[Saved entries]
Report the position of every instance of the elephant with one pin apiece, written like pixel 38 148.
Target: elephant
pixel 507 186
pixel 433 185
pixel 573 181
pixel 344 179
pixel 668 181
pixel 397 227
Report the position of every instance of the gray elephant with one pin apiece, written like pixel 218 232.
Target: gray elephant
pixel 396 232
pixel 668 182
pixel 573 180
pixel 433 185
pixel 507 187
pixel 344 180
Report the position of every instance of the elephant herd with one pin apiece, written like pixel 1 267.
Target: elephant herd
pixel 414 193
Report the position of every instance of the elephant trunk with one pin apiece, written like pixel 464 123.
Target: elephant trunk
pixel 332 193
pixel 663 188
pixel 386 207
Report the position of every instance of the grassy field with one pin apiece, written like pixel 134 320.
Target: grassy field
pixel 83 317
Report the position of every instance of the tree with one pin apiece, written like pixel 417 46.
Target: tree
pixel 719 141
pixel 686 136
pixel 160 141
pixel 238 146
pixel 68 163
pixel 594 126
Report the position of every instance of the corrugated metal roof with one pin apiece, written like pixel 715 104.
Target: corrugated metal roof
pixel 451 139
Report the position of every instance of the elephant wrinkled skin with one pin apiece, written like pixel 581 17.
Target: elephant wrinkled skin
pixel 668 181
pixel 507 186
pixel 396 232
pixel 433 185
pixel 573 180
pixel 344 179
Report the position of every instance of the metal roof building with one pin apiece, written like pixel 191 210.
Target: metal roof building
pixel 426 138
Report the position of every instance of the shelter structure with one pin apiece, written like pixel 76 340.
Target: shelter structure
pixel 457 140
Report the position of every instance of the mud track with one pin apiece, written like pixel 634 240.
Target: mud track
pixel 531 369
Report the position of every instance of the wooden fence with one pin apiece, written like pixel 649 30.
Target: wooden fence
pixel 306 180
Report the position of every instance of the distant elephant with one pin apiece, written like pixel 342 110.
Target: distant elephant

▶ [Prompt]:
Copy out the lines beginning at the one that contains "Report the position of every instance of the shelter". Stop at the final line of the data, and include it.

▶ [Answer to this exercise]:
Report the position of every instance of the shelter structure with one pin apiece, written like pixel 76 340.
Target: shelter structure
pixel 457 140
Report the position of every instance of the mud track with one pin apiece, written like pixel 634 240.
Target: mud track
pixel 531 369
Report the position of every instance of the wooden fence with one pin apiece, written like pixel 649 30.
Target: wooden fence
pixel 306 180
Report the position of every instance of the distant elephant with one pin apiece, written like pixel 342 110.
Target: distant elephant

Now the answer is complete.